Excerpt to read Start Marker

5. Art is a relationship with yourself

Being dedicated to a project and seeking excellence is great but there is more.

there is a deeper form of artistic creation where the piece is part of me. it mirrors my internal world, revealing my flaws and beautiful traits

in this state, creation becomes a relationship.

for example, when I made that sewer animation I was exploring a secret internal part of myself that even I didn’t know about. where death, slime and monsters are a soothing part of the soundscape.

in this world, rats jump on skulls to get cheese but I am sitting on the edge of the sewer river, part of the sludge, playing banjo.

now comes the hard part. I wanted to make light refractions on the ceiling. that ended up being very challenging. I had to learn some difficult stuff. it took two weeks to finish this stupid detail but it worked. I did it.

why? why the hell did it matter?

because this sewer was not just some animation but a part of me! to skip this detail would be to dishonour myself

so I did it and made a cute thingy. it didn’t win me an award or earn me any money, but when I die I can show God that and say, see? I can make stuff too 😏

also it helped me grow as a person and built my confidence or whatever

I’m being silly and sarcastic here because it’s too genuine and it scares me to say it for real. but here goes:

I don’t care about animation or dungeons and dragons or piano. I am using these things as a shovel to dig my way towards emotional catharsis.

different forms of art

animation lets me share my inner visions. i’ve always had intense dreams and animation lets me share that frustratingly secret internal world. this is cathartic to me as it lets me open myself up and have others see what I see.

Excerpt to read End Marker
Provided information Start Marker

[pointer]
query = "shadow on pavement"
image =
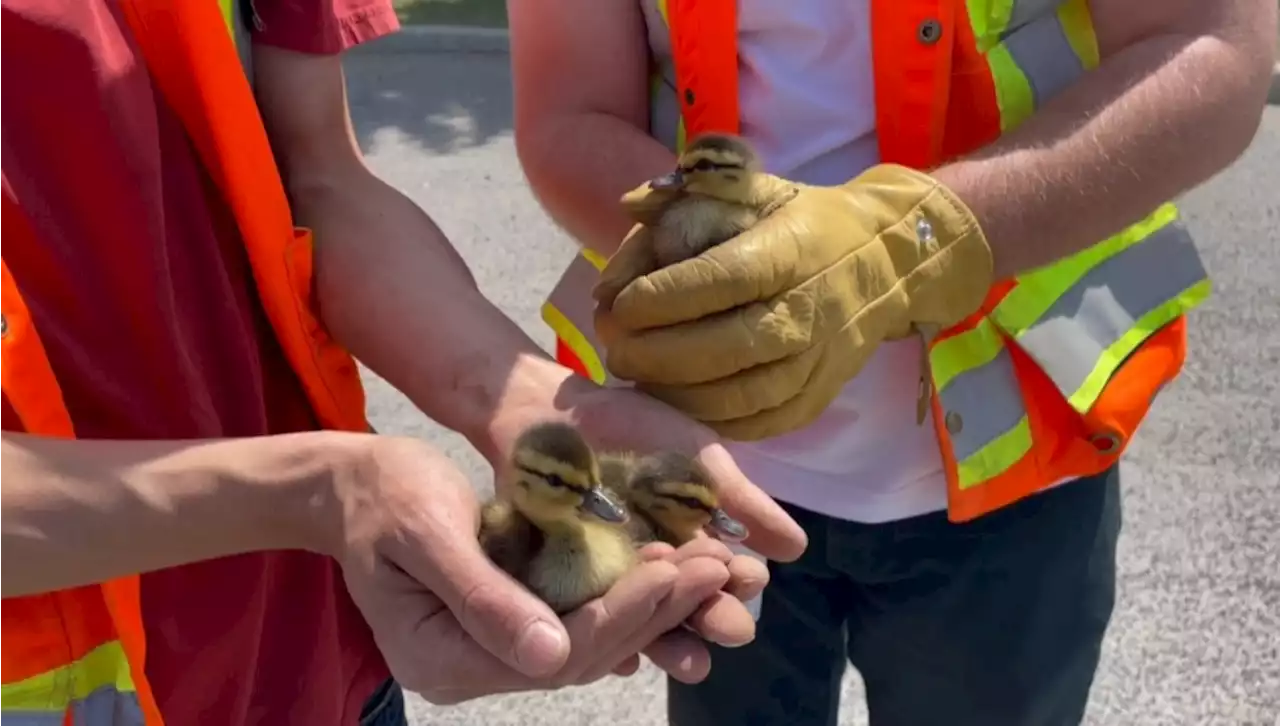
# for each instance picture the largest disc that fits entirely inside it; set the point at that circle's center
(444, 103)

Provided information End Marker

Exercise objective: Resume the essay on art as a relationship with yourself, picking up right after its last sentence about animation.

Exercise result:
d&d is similar but more collaborative! I’m not just sharing MY world but welcoming friends in. they look around, rearrange the furniture and start expressing themselves. it’s beautiful to see each other thru this creativity and again, cathartic!

music is funny. years of practice and I still kinda suck which means I don’t have so much control. when I strum or play piano, I don’t really know what will happen and it taps an unconscious part of my psyche which is again, cathartic.

what if my art sucks?

sometimes it does. what does that mean for my relationship with myself?

it’s worth exploring why some of my art sucks. in my case it’s because I don’t like it. it doesn’t mean anything to me. or worse… it means something bad.

it reflects my flaws. i am distant and not present and my drawing becomes pointless doodles. I am desperate for approval and my art becomes grovelling and pathetic. I am unskilled and my banjo becomes annoying twanging. I am mean and my art becomes cruel punching down.

so what does it mean if my art sucks? it means I am flawed!

that’s okay. i am flawed

the individual piece of work is not my art project. my project is this whole life. everything I do evolves, i just have to pour myself into it.

tips for dating myself

taking this metaphor further, i want to build my relationship with myself. so here are some tips for dating from chatgpt:


  • Communication: Foster open and honest communication with your partner. Listen attentively and express your thoughts and feelings clearly to avoid misunderstandings and promote understanding.

  • Trust: Build a foundation of trust by being reliable, keeping your promises, and maintaining confidentiality. Trust is essential for a strong and healthy relationship.
  • Respect: Show respect for your partner’s opinions, boundaries, and individuality. Treat them with kindness, consideration, and appreciation.

  • Quality Time: Make time for shared activities, intimate conversations, and meaningful experiences. Regularly nurturing your connection through quality time can strengthen your bond.

  • Compromise: Be willing to compromise and find mutually satisfying solutions to conflicts. Learn to understand each other’s perspectives and work together to maintain a harmonious relationship.